* PROBLEM REQUIREMENTS: Count the lines of the data below that contain the string "archway", treating uppercase and lowercase letters as distinct. Give only the number.

__________________________________________________

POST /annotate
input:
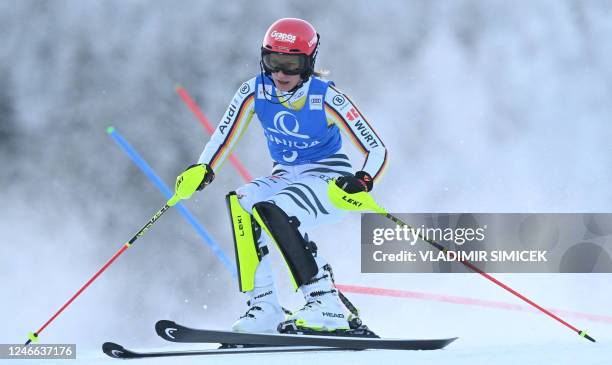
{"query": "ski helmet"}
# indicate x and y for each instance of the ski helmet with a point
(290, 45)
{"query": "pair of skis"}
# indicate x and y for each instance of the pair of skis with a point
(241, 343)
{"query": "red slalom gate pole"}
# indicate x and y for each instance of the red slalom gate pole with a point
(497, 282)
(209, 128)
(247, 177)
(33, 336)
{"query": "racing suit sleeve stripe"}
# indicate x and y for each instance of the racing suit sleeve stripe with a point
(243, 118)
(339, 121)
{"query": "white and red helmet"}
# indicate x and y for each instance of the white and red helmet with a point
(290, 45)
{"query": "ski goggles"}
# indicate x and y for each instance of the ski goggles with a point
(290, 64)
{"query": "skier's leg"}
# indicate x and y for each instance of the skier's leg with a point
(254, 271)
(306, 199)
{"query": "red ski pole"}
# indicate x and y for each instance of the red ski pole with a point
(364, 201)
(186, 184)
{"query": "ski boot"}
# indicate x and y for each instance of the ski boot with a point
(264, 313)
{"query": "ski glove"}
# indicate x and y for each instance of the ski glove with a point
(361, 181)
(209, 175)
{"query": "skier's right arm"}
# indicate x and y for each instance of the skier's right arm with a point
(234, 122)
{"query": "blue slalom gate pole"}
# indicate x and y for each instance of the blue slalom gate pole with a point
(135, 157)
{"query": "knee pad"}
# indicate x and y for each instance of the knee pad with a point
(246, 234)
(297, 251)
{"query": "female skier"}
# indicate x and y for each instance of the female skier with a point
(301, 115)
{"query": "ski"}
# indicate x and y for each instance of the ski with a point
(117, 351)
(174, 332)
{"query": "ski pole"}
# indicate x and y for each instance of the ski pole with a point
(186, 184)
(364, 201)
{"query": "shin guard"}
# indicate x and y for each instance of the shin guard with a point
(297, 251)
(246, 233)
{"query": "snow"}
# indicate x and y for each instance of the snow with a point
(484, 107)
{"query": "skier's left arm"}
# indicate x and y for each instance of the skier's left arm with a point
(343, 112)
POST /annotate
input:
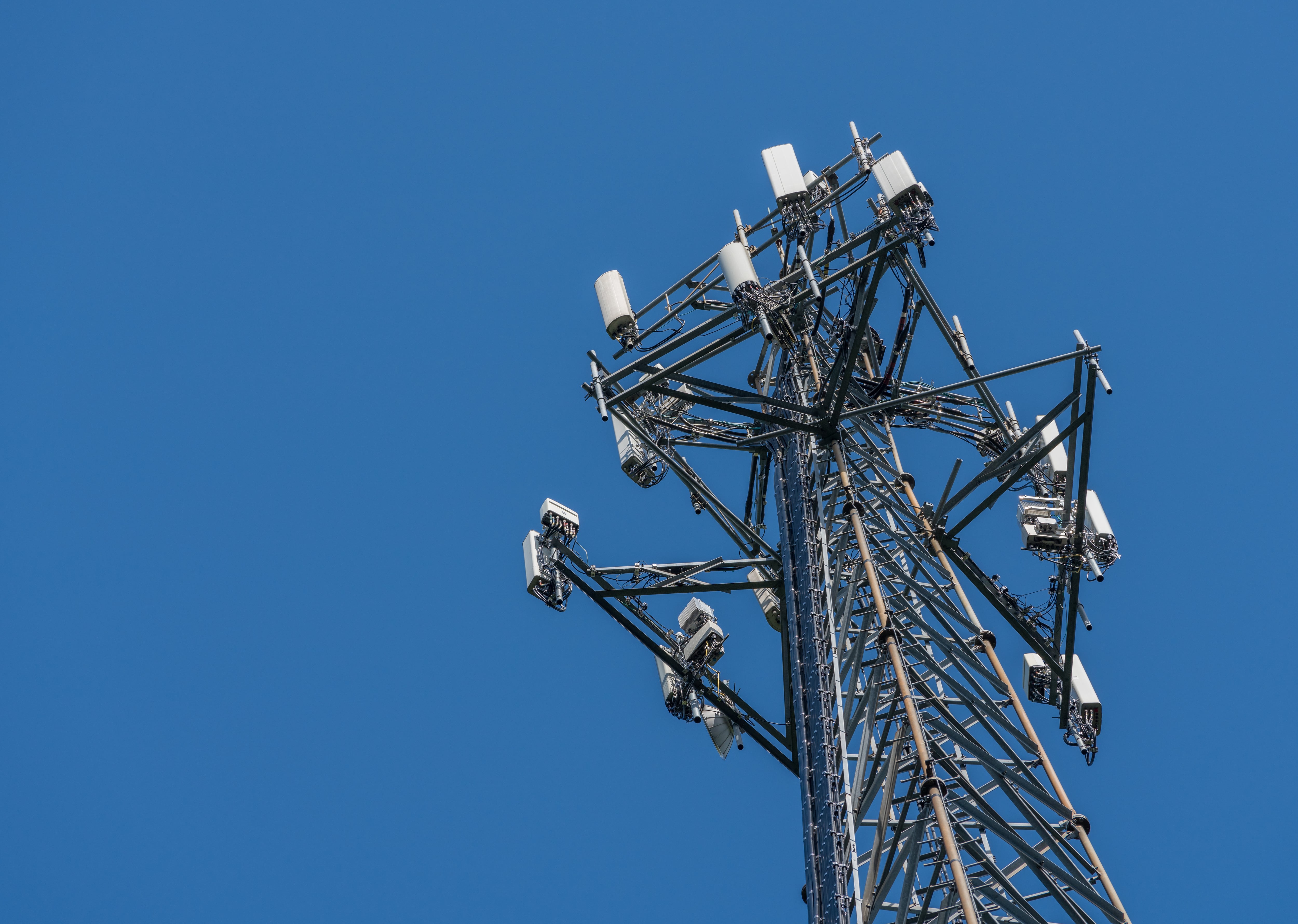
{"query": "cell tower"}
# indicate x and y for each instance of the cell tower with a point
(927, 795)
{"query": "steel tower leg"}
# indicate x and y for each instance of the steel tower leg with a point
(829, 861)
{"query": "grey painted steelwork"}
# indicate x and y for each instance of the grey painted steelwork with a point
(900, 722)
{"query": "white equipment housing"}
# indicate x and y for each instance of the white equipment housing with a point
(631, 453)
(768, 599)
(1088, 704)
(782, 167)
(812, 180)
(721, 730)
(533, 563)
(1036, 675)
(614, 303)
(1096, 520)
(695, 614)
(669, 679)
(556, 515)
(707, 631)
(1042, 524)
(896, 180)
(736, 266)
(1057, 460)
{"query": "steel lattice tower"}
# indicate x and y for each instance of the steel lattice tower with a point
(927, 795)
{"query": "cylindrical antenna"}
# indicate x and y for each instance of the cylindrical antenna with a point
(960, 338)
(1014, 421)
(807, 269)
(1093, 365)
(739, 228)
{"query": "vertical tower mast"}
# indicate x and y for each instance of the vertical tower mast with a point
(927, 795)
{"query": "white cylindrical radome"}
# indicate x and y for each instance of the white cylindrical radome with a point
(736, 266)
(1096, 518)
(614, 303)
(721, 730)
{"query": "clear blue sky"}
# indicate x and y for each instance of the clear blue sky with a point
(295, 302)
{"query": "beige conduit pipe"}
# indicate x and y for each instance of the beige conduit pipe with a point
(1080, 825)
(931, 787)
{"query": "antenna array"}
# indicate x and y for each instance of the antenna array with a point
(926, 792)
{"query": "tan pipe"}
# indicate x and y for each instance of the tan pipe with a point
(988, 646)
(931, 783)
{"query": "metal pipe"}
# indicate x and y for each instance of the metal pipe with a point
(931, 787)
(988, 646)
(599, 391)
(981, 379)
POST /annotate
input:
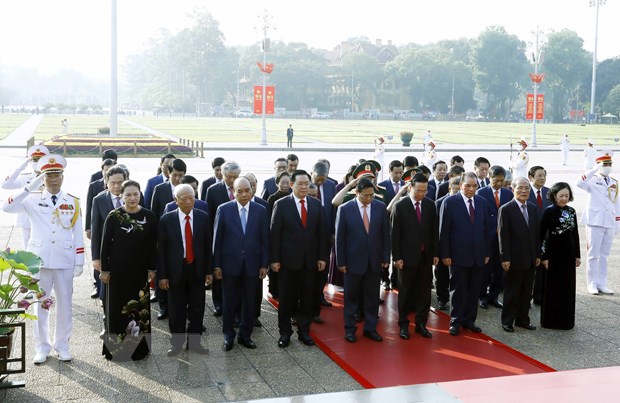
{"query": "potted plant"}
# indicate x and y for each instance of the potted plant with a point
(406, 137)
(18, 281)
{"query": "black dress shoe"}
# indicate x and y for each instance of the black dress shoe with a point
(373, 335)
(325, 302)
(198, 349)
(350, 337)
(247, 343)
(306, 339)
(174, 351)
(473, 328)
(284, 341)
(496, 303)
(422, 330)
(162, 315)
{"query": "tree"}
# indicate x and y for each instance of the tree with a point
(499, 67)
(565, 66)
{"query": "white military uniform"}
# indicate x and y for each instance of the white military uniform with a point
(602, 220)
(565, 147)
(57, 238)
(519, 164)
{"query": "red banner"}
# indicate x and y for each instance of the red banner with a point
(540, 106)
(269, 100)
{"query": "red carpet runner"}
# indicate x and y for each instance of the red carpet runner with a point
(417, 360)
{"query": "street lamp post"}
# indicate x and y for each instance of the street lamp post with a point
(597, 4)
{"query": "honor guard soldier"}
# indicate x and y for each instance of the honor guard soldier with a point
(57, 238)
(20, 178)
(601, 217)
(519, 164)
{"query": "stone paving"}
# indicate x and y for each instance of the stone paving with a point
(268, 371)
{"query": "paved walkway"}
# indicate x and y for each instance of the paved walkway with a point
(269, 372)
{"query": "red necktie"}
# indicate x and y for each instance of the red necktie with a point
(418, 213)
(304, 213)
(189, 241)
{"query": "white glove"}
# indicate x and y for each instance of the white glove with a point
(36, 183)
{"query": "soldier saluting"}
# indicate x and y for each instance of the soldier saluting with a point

__________________________________________________

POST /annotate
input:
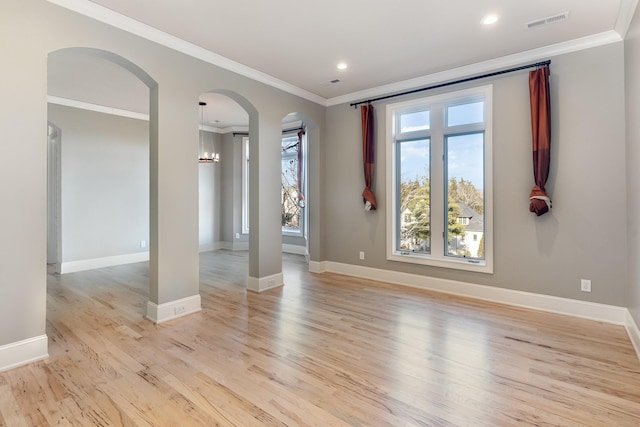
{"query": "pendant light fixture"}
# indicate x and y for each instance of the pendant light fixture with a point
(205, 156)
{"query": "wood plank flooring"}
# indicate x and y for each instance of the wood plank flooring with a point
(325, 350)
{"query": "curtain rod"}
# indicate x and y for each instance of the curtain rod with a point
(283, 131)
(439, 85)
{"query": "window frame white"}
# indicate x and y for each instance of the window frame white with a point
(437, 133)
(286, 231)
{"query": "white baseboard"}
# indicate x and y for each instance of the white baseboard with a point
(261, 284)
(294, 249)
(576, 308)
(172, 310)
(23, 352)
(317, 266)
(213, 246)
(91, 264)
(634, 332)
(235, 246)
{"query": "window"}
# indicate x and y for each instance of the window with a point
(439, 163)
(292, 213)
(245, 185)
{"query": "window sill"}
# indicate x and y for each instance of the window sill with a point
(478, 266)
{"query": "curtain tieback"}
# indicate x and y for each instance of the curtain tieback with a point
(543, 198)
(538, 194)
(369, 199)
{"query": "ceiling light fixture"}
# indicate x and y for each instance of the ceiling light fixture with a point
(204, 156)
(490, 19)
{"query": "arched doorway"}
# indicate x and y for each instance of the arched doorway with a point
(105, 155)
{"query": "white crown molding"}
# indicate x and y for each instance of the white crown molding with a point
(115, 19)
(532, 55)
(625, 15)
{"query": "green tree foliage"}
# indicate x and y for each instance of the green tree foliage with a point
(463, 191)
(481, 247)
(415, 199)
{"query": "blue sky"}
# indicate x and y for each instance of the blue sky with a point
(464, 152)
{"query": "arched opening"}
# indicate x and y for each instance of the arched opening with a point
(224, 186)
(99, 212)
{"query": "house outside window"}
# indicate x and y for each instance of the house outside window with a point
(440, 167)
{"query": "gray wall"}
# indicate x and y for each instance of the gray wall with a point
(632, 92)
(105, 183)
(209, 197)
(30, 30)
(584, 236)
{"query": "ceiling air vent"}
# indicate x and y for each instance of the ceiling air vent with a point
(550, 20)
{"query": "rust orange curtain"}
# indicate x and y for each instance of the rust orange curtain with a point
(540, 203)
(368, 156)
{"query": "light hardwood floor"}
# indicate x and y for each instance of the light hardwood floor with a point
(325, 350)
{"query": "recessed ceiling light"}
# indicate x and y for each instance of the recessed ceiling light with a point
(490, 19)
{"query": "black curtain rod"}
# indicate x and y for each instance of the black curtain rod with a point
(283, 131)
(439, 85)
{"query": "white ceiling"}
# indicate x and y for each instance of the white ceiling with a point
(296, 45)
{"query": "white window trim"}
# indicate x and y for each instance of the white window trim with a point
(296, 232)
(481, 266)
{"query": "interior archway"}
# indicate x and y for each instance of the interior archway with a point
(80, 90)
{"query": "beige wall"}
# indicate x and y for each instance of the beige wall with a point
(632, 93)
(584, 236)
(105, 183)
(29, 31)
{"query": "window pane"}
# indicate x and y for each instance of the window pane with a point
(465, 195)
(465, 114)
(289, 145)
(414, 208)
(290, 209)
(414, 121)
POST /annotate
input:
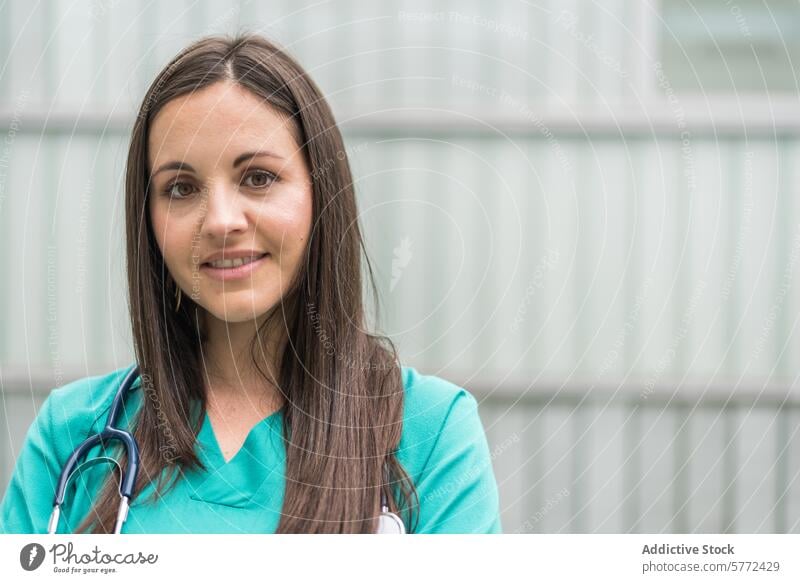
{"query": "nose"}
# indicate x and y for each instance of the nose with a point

__________________________________________________

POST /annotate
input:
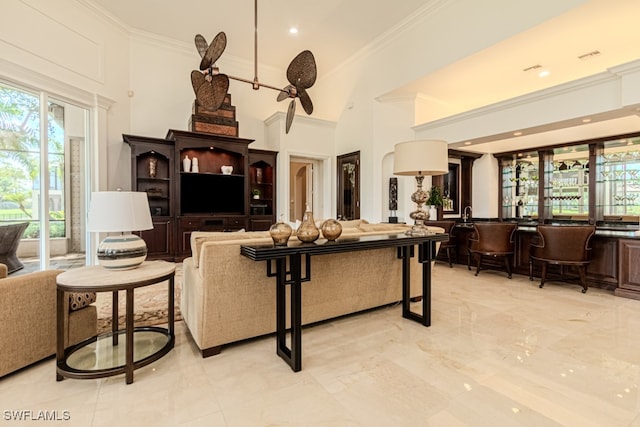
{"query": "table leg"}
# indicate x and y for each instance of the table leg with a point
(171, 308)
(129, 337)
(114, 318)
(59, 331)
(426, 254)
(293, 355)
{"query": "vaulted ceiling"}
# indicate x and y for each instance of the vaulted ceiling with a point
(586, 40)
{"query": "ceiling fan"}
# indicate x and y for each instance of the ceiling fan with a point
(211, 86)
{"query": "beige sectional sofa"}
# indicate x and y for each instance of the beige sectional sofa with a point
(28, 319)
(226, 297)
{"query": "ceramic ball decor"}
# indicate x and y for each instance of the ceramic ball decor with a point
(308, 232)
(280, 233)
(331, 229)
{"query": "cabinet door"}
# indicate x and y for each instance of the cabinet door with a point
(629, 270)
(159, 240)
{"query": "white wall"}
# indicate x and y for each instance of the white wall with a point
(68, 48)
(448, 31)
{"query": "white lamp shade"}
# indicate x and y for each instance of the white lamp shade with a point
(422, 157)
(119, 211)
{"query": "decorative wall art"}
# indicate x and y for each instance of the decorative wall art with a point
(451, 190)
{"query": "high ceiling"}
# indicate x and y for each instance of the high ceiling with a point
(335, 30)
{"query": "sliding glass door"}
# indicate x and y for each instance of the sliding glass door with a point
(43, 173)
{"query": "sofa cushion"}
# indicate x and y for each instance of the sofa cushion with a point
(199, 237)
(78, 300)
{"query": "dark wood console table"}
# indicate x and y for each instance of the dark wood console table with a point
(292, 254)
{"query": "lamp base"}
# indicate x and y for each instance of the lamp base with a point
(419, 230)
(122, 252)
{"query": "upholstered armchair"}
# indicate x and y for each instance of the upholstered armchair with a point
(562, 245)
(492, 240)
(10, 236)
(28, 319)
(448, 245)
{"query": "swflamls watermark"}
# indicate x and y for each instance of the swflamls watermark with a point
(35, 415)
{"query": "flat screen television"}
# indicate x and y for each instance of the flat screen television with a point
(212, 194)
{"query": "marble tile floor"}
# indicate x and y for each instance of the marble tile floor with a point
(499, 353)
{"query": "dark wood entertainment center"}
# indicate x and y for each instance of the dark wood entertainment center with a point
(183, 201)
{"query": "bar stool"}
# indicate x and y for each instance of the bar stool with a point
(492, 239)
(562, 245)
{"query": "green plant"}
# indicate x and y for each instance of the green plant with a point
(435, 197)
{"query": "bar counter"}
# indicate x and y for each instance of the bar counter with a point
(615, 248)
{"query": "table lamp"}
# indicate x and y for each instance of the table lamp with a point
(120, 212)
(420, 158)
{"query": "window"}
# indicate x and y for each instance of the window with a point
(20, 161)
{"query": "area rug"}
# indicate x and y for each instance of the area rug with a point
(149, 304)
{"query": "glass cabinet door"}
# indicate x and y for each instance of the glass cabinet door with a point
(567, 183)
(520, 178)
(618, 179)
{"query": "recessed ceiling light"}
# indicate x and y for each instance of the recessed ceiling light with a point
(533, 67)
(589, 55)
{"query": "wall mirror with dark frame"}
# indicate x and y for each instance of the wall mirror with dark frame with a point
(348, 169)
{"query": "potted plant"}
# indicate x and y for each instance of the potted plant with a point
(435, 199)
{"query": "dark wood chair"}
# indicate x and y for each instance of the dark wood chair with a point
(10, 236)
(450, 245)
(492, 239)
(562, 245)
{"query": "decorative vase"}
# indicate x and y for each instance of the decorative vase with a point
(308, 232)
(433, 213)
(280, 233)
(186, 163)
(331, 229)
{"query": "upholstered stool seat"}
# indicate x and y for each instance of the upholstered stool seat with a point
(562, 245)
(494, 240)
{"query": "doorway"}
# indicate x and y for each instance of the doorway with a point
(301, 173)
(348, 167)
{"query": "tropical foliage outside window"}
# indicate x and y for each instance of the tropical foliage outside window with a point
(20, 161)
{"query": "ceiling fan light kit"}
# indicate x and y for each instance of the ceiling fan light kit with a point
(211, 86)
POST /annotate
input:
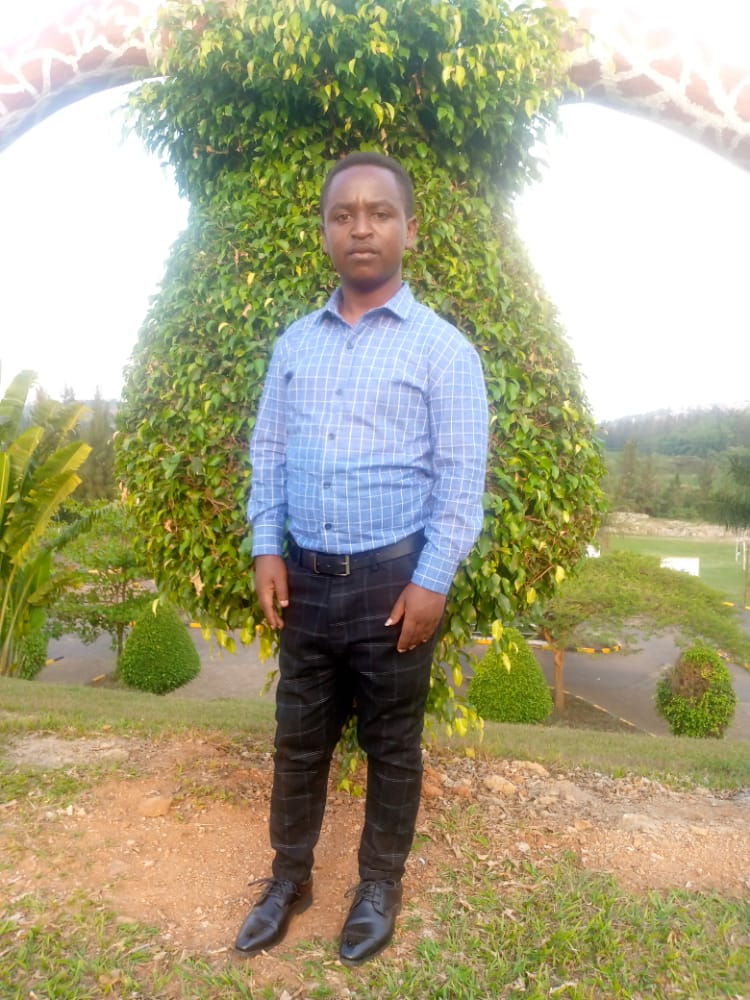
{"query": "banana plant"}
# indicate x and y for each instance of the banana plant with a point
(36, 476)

__________________________________________________

* RESPONSE TO THIS TASK: 2